··· EXTRAIT DU DOCUMENT ···
Nadia : Nous avons quitté Homs en raison du conflit. C’est dangereux là-bas. Je ne pouvais pas envoyer mon fils à l’école. J’ai entendu dire qu’ils enlèvent les enfants et violent les femmes. J’avais très peur. Le bruit des bombes effrayait beaucoup mon fils... J’avais peur pour mon fils et on est donc partis en Jordanie. Je suis venue toute seule [son mari est mort il y a dix ans], juste mon fils et moi. Mon frère travaillait en Jordanie et il m’a aidé à venir [en Jordanie] mais il est mort d’un cancer.
En Syrie, la vie était vraiment agréable. Nous avions une belle maison. Tout était luxueux, pas comme ici. J’ai pris ce tapis [qui couvre le sol de sa chambre] dans la mosquée [en Jordanie]. J’ai loué cette maison meublée. Si vous me disiez de partir maintenant, je prendrais mes habits et ceux de mon fils et je partirais. C’est très cher ici, contrairement à la Syrie. Je n’ai même pas assez pour payer l’électricité. J’ai vis très pauvrement... L’école est très loin. Mon fils prend le bus. Parfois, je n’ai même pas assez d’argent pour lui acheter un ticket de bus, alors il reste à la maison. Nous sommes très pauvres. Parfois nous n’avons rien à manger. Parfois, mon voisin me demande de lui faire à manger et il me donne de l’argent et de temps en temps mon fils va à la mosquée et ils lui donnent de l’argent.
J’aimerais beaucoup aller dans un autre pays parce qu’ils m’aideront, pour mon avenir et celui de mon fils. J’irai n’importe où. Je veux aller quelque part où je n’aurai absolument pas à dépendre de la charité. Ma vie d’avant me manque tellement, j’avais de la dignité. Je dois tout le temps mendier [elle éclate en sanglots]. Je veux partir pour l’avenir de mon fils. Il n’a aucun ami et pas de vie. Ma maison n’existe plus. Toute la ville de Homs n’existe plus. Ici, je ne fais pas la cuisine... Vous connaissez le kibbeh [un plat fait avec du boulghour, des oignons et de la viande hachée] et les feuilles de vignes farcies ? J’en faisais toujours pour les enseignants là-bas. Ils venaient et me payaient pour la nourriture.
Nous sommes fatigués, physiquement et moralement. Mon seul espoir, c’est de partir avec mon enfant. J’espère qu’il aura un bel avenir [Nadia commence à pleurer]. Je lui dis tout le temps d’étudier et d’apprendre bien l’anglais pour son avenir. Je suis fatiguée de réfléchir. Parfois, je n’arrive plus à respirer quand je réfléchis à comment m’en sortir. J’espère que je vais partir. Personne ne frappe à ma porte, personne ne veut me voir. C’est ma dernière vie. Tout ce à quoi je pense, c’est à ce qu’il va m’arriver après le mois de mai, où est-ce que je vais trouver l’argent ?
Je les supplie [la communauté internationale], je baiserai vos mains si vous m’aidez à partir. Mon fils a besoin de bottes pour l’hiver et j’ai besoin d’argent pour le gaz. Je lui répète d’être patient et que peut-être un jour il aura ce qu’il veut. Il aime m’aider, mais il est encore jeune. Je ne lui ai pas acheté d’habits pour l’Eid [vacances islamiques] et il ne m’a pas demandé. Il sait que nous n’avons pas d’argent.
J’irai dans n’importe quel pays qui m’accepte.
··· DONNÉES ENREGISTRÉES ···
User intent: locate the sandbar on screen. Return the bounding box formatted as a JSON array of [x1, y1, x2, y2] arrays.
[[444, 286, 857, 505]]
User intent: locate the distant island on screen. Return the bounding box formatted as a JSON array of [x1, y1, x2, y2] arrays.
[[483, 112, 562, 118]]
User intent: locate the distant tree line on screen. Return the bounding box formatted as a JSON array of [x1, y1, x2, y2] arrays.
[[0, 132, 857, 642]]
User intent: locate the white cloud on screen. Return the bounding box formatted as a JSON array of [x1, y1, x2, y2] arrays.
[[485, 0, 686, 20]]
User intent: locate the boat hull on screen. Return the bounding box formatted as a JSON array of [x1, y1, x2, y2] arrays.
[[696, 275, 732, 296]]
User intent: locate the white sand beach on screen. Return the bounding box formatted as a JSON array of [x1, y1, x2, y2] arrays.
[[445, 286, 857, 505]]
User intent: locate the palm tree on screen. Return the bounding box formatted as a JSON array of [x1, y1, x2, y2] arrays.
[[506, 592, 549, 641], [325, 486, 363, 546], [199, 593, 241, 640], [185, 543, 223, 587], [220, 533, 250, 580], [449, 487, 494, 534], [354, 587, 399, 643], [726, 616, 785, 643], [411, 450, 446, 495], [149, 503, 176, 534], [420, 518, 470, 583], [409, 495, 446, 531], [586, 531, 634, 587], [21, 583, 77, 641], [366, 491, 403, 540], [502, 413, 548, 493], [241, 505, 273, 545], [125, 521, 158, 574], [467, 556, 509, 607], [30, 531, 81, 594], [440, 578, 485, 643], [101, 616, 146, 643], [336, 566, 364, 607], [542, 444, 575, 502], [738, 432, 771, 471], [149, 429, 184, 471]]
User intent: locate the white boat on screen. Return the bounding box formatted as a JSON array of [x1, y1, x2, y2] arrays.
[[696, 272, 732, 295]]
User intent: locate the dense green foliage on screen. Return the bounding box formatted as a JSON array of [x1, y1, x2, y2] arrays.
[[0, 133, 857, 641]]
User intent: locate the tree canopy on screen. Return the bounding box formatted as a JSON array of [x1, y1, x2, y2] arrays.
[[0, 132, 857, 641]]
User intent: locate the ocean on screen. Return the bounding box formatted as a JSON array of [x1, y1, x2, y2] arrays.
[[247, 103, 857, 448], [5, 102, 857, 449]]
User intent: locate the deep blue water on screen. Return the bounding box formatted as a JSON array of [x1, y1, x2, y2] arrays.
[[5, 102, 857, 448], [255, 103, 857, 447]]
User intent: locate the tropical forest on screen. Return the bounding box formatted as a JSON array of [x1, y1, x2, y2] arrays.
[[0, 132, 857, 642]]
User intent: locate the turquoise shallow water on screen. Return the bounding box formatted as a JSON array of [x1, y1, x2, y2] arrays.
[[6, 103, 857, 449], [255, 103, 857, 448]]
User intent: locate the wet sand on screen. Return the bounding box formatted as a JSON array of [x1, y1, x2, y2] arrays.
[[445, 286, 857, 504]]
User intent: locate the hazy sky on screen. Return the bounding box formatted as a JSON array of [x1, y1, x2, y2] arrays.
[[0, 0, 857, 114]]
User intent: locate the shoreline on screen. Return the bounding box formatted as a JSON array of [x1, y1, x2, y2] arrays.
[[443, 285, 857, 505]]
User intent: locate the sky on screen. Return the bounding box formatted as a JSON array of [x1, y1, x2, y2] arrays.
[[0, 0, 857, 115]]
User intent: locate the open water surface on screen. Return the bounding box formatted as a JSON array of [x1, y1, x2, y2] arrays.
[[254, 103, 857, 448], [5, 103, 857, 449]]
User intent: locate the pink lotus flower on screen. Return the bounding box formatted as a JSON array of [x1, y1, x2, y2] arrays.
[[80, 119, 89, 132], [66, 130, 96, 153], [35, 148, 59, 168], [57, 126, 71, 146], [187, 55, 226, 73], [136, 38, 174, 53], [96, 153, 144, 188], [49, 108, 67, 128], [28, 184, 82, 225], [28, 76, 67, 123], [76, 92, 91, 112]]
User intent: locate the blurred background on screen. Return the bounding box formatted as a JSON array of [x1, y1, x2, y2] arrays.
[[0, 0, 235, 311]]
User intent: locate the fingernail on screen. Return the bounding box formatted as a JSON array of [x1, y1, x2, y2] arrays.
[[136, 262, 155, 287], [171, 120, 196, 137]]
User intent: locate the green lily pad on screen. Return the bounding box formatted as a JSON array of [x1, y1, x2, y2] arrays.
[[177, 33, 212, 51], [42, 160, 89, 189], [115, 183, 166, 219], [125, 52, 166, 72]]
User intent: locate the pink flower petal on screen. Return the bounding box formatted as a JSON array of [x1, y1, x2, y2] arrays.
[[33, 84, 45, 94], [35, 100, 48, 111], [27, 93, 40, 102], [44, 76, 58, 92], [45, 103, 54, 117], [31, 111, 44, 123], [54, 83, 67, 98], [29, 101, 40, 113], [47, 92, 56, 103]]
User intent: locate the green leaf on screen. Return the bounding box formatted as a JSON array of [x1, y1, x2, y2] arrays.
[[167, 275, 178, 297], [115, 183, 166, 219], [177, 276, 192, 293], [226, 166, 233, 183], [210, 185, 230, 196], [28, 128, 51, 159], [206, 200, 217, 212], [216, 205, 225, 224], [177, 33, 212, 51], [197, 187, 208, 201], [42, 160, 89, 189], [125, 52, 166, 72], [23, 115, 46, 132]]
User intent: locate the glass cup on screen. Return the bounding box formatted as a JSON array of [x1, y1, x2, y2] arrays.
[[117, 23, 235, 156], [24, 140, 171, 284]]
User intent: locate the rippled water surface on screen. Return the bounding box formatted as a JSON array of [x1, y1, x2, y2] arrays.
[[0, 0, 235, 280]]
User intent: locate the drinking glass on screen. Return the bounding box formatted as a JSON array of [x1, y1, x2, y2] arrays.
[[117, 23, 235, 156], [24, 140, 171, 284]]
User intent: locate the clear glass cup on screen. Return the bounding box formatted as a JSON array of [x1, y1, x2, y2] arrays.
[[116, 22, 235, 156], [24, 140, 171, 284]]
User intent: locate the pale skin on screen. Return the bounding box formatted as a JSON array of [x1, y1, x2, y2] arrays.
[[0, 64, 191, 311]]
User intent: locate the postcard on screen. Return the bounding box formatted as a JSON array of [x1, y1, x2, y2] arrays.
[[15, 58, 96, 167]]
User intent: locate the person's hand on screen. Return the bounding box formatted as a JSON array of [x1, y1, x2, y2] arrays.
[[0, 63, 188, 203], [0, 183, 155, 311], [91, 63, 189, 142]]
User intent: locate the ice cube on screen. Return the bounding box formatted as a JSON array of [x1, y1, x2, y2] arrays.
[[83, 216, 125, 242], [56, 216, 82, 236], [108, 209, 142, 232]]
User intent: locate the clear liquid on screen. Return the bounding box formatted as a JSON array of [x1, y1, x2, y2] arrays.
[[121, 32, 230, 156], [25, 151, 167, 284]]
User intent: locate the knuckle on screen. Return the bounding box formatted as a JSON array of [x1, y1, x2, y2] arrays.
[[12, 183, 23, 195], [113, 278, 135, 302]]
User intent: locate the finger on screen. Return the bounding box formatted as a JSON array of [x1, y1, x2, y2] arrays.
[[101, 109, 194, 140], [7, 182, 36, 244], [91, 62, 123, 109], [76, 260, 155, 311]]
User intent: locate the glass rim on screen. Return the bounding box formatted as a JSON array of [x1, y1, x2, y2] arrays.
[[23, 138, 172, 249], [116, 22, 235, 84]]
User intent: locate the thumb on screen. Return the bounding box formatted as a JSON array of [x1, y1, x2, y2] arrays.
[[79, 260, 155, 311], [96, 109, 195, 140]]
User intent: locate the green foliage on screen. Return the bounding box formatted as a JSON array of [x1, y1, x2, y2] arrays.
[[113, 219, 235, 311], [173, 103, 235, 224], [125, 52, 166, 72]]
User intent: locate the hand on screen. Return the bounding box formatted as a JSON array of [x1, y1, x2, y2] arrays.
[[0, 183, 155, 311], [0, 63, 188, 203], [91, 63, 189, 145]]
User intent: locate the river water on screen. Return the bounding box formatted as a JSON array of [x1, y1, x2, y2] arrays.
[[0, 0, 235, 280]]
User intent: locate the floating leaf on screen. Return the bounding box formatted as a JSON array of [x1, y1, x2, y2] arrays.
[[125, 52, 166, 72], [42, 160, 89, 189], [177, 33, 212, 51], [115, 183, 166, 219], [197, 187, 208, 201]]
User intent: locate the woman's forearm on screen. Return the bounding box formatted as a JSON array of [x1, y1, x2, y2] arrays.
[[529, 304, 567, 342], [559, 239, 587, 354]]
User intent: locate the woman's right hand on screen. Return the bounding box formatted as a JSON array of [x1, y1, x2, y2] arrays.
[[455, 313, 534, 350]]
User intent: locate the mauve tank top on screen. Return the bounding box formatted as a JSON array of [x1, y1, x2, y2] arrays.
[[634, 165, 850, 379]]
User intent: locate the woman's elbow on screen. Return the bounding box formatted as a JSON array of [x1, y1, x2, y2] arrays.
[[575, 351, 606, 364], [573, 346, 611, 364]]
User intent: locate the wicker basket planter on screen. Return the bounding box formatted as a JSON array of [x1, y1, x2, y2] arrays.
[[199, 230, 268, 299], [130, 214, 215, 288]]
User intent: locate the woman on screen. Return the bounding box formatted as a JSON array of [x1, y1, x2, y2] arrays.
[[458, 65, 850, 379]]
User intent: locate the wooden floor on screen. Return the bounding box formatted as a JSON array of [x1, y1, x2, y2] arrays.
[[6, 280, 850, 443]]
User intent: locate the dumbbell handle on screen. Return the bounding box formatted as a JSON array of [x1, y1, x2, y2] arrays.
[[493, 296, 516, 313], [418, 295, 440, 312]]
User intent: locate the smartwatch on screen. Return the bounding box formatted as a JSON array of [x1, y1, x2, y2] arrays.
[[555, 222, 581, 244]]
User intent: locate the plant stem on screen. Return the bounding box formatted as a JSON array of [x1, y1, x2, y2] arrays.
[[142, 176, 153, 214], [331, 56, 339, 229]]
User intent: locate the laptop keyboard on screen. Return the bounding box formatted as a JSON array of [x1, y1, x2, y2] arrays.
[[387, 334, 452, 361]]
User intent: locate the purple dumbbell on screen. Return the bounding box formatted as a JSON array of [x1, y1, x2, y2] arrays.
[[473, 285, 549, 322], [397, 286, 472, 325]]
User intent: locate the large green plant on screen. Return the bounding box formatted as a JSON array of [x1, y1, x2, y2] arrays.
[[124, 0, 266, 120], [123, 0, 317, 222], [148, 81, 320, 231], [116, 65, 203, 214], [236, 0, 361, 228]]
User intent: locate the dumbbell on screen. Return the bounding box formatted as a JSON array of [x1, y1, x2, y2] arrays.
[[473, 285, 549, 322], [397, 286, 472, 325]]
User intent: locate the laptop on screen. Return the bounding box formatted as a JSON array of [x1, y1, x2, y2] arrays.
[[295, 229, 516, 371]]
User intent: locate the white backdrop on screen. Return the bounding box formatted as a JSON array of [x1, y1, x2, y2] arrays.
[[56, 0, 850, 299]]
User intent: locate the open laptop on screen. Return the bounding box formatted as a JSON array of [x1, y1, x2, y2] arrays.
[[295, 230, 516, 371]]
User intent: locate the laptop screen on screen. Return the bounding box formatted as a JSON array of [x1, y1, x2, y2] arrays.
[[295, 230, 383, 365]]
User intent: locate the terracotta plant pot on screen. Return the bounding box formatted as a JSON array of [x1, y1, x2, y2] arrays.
···
# [CONSIGNE DE TRAVAIL]
D'après le témoignage de Nadia, expliquez pourquoi son fils reste parfois à la maison au lieu d'aller à l'école.

# [RÉPONSE RÉDIGÉE]
L'école est très loin et son fils doit prendre le bus pour s'y rendre. Parfois, Nadia n'a même pas assez d'argent pour lui acheter un ticket de bus, alors il reste à la maison.